■ DOCUMENT PASSAGE:
[start]

Re: Help interpreting RAID1 space allocation

[Date Prev][Date Next][Thread Prev][Thread Next][Date Index][Thread Index]

 



Chris Murphy posted on Sat, 24 Aug 2013 23:18:26 -0600 as excerpted:

> On Aug 24, 2013, at 11:24 AM, Joel Johnson <mrjoel@xxxxxxxxx> wrote:
>> 
>> Similar to what Duncan described in his response, on a hot-remove
>> (without doing the proper btrfs device delete), there is no opportunity
>> for a rebalance or metadata change on the pulled drives, so I would
>> expect there to be a signature of some sort for consistency checking
>> before readding it. At least, btrfs shouldn't add the readded device
>> back as an active device when it's really still inconsistent and not
>> being used, even if it indicates the same UUID.
> 
> Question: On hot-remove, does 'mount' show the volume as degraded?
> 
> I find the degraded mount option confusing. What does it mean to use -o
> degraded when mounting a volume for which all devices are present and
> functioning?

The degraded mount option does indeed simply ALLOW mounting without all 
devices.  If all devices can be found, btrfs will still integrate them 
all, regardless of the mount option.

[end]

■ REQUIREMENT 1:
Turn the records in the stretch from the line containing "of the tree" through the line containing "pixel 835 815" into a Markdown table with the columns Row and Line, numbering each line and leaving out blank lines.
The btrfs post and the records are unrelated material.

Point labeling dataset extracts:
[start]

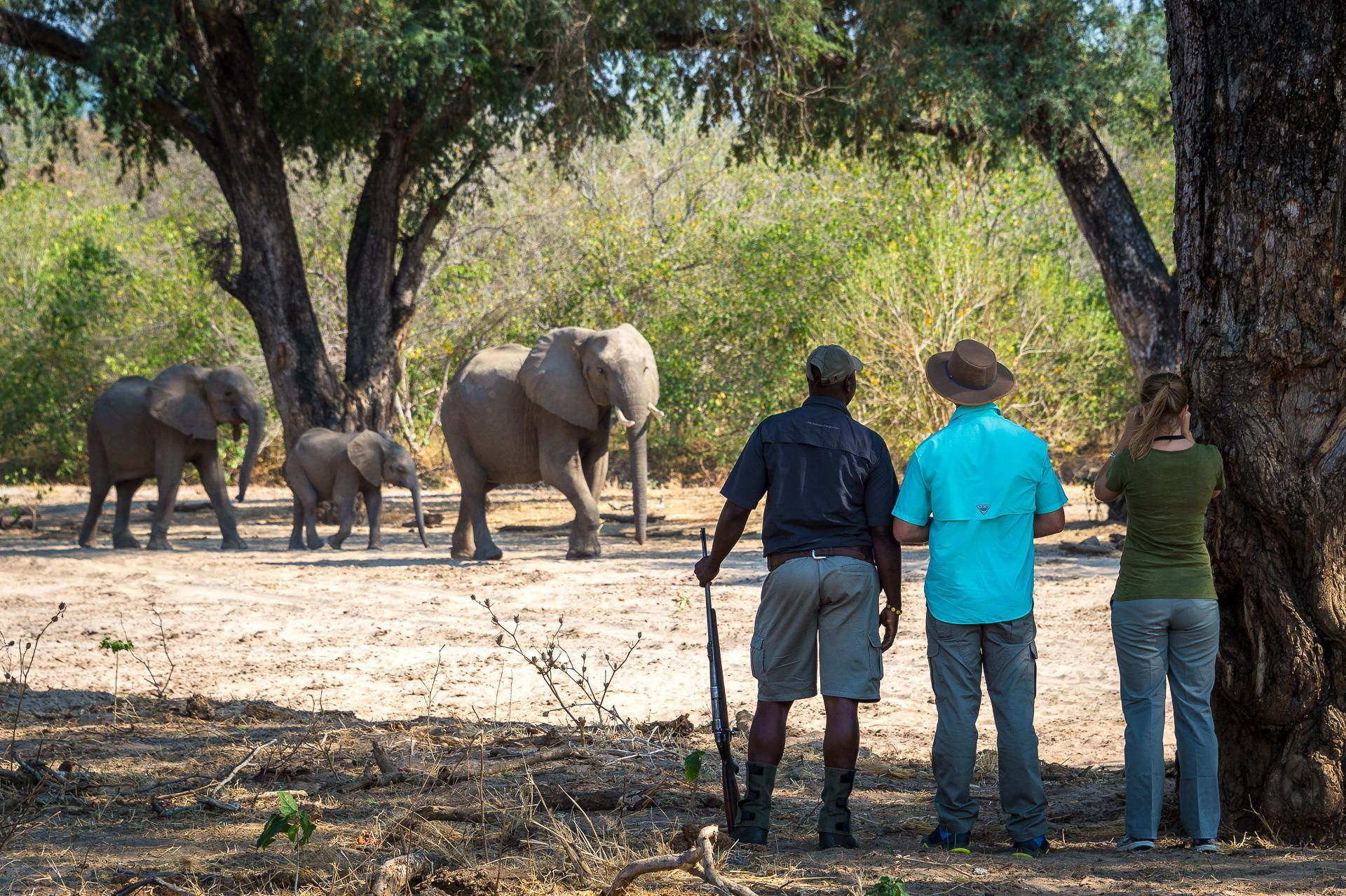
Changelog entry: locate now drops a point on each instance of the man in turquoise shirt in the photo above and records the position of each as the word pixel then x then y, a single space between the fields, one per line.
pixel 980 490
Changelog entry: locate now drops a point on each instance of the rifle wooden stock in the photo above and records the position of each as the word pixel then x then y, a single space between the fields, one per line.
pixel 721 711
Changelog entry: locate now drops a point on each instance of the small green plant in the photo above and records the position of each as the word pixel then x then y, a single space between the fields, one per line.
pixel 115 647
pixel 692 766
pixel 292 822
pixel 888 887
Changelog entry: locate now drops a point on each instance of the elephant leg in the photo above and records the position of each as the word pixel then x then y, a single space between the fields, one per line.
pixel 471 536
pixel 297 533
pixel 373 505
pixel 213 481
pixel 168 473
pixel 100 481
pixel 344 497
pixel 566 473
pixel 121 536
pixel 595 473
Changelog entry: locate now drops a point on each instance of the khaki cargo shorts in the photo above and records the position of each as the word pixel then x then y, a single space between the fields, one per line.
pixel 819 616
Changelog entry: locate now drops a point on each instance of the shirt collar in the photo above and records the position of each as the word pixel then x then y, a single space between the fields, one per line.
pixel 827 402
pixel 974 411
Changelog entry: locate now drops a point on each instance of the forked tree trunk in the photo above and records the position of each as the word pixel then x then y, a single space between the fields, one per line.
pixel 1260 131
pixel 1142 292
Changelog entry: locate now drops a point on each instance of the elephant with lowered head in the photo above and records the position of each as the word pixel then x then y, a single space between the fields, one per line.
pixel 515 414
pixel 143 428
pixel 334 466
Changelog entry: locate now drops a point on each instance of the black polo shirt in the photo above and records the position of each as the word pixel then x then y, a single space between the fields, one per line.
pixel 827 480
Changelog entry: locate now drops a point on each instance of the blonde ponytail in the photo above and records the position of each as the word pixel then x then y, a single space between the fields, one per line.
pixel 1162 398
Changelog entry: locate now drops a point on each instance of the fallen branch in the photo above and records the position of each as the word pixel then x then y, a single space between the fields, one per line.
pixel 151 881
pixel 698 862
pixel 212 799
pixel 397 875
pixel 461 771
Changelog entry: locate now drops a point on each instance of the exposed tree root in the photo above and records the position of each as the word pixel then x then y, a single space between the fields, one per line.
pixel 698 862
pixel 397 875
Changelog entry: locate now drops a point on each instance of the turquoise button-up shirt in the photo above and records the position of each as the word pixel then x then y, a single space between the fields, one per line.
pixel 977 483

[end]
[start]

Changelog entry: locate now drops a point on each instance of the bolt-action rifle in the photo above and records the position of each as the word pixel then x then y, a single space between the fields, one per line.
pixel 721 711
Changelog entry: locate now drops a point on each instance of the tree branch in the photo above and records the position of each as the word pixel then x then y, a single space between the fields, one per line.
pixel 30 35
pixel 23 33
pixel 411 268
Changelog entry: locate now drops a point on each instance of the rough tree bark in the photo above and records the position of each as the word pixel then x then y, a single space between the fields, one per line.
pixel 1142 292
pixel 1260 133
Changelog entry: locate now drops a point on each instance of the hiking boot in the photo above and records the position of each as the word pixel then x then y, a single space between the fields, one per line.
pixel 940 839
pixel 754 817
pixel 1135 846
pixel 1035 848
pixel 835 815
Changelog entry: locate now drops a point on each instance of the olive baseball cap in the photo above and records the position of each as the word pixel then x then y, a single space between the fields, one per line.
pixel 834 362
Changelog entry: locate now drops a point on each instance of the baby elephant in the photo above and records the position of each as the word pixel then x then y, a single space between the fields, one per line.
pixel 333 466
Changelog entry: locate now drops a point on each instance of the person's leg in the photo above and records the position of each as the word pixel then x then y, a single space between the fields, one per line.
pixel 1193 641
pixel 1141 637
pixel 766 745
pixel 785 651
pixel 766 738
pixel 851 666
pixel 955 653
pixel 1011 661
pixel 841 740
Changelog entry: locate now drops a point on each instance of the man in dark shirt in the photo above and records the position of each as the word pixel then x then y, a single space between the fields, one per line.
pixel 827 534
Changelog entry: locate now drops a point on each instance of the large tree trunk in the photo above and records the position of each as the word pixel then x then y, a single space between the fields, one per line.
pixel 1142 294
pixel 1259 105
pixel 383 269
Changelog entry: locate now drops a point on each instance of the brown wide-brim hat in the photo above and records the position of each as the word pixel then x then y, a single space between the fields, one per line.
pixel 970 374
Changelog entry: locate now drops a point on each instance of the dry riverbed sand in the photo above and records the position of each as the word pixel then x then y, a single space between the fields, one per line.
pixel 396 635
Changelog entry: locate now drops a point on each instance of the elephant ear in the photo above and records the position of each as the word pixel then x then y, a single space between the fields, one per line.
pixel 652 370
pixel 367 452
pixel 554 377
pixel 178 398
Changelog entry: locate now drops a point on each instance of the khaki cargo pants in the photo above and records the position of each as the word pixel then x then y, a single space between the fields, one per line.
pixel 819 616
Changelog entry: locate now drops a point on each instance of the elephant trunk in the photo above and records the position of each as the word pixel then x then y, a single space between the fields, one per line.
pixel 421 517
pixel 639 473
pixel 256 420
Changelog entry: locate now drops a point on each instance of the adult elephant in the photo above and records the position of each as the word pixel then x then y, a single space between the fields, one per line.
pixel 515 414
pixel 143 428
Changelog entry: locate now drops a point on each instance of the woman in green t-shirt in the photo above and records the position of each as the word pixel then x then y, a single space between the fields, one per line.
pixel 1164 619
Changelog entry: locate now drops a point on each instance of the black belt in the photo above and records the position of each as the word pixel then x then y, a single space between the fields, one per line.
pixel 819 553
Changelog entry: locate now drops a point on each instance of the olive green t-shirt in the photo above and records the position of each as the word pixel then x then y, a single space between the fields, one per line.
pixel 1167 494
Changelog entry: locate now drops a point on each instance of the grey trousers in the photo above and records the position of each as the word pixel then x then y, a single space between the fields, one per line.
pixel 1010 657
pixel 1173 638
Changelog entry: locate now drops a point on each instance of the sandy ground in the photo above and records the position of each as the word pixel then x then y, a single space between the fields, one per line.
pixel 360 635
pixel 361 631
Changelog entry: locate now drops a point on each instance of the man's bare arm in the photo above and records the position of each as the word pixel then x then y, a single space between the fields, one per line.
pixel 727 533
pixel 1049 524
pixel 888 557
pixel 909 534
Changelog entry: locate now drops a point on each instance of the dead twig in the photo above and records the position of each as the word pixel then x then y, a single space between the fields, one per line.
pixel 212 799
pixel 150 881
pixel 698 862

[end]

■ REQUIREMENT 2:
Rewrite the stretch of the btrfs post from "Chris Murphy posted" through "volume as degraded?", replacing each "hot-remove" with "hot-unplug".

■ TASK ANSWER 1:
| Row | Line |
|---|---|
| 1 | Changelog entry: locate now drops a point on each instance of the tree branch in the photo above and records the position of each as the word pixel then x then y, a single space between the fields, one per line. |
| 2 | pixel 30 35 |
| 3 | pixel 23 33 |
| 4 | pixel 411 268 |
| 5 | Changelog entry: locate now drops a point on each instance of the rough tree bark in the photo above and records the position of each as the word pixel then x then y, a single space between the fields, one per line. |
| 6 | pixel 1142 292 |
| 7 | pixel 1260 133 |
| 8 | Changelog entry: locate now drops a point on each instance of the hiking boot in the photo above and records the position of each as the word pixel then x then y, a single space between the fields, one per line. |
| 9 | pixel 940 839 |
| 10 | pixel 754 817 |
| 11 | pixel 1135 846 |
| 12 | pixel 1035 848 |
| 13 | pixel 835 815 |

■ TASK ANSWER 2:
Chris Murphy posted on Sat, 24 Aug 2013 23:18:26 -0600 as excerpted:

> On Aug 24, 2013, at 11:24 AM, Joel Johnson <mrjoel@xxxxxxxxx> wrote:
>> 
>> Similar to what Duncan described in his response, on a hot-unplug
>> (without doing the proper btrfs device delete), there is no opportunity
>> for a rebalance or metadata change on the pulled drives, so I would
>> expect there to be a signature of some sort for consistency checking
>> before readding it. At least, btrfs shouldn't add the readded device
>> back as an active device when it's really still inconsistent and not
>> being used, even if it indicates the same UUID.
> 
> Question: On hot-unplug, does 'mount' show the volume as degraded?